TASK DIRECTIONS: Where the word "Target" occurs in a line of the data, return the whole line.

INPUT:
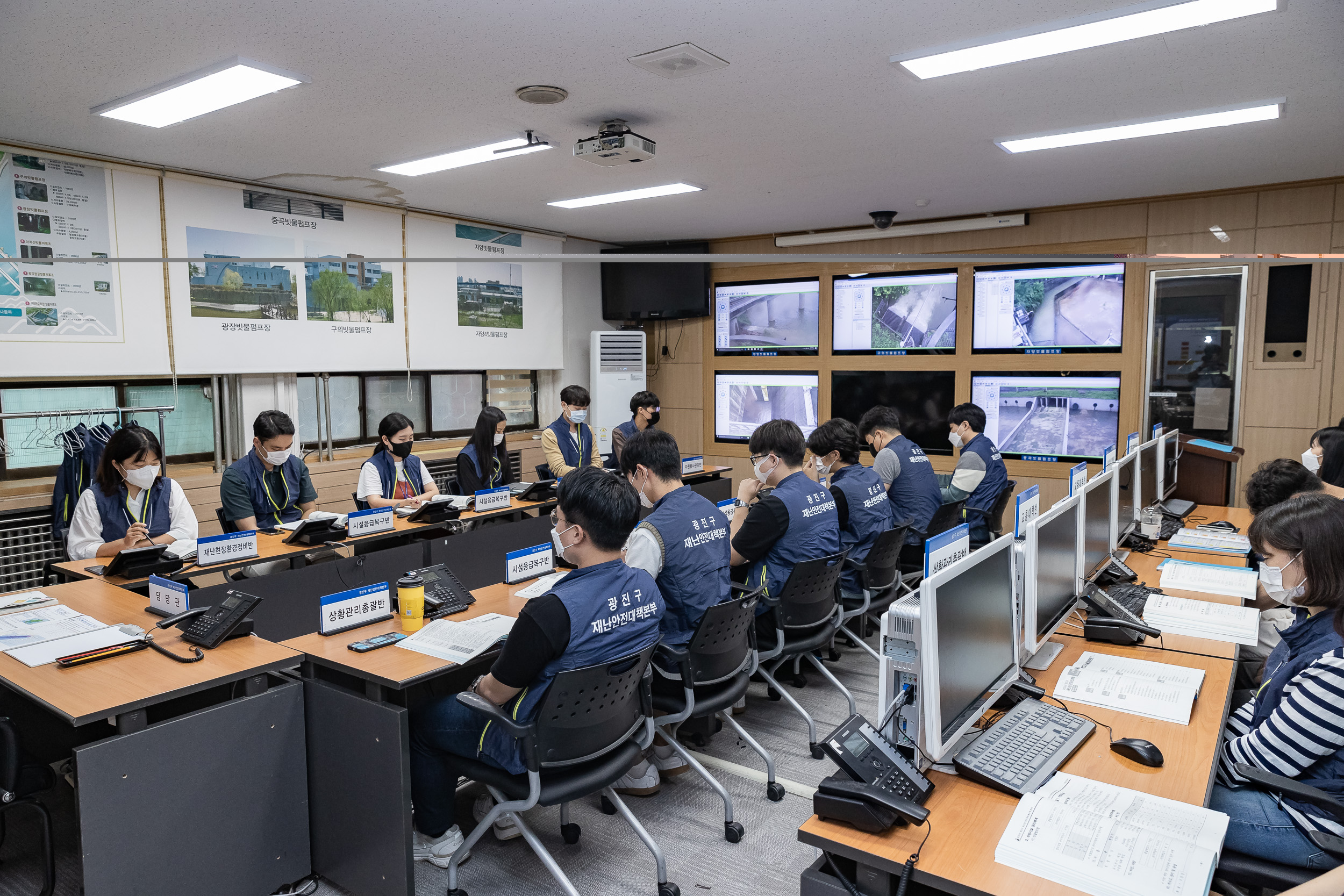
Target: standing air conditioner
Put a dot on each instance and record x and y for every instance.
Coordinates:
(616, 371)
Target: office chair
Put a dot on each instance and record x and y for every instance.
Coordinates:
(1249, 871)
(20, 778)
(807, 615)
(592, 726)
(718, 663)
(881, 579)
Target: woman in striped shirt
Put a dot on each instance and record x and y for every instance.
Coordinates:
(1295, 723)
...
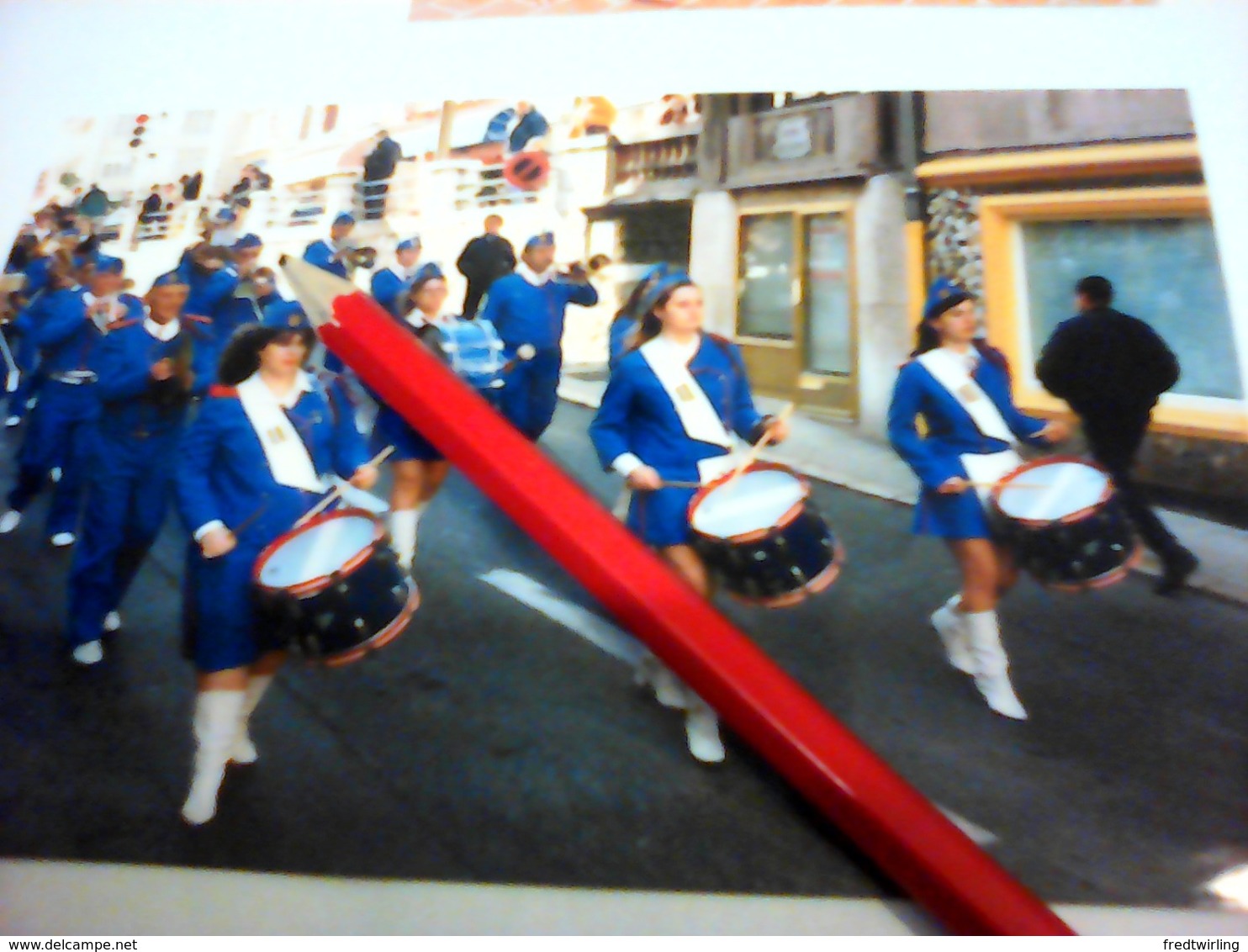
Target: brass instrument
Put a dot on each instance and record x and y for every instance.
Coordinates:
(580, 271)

ANSWER SPACE:
Target: standing air conditioner
Target: office chair
Target: woman in striped shirt
Target: brass instrument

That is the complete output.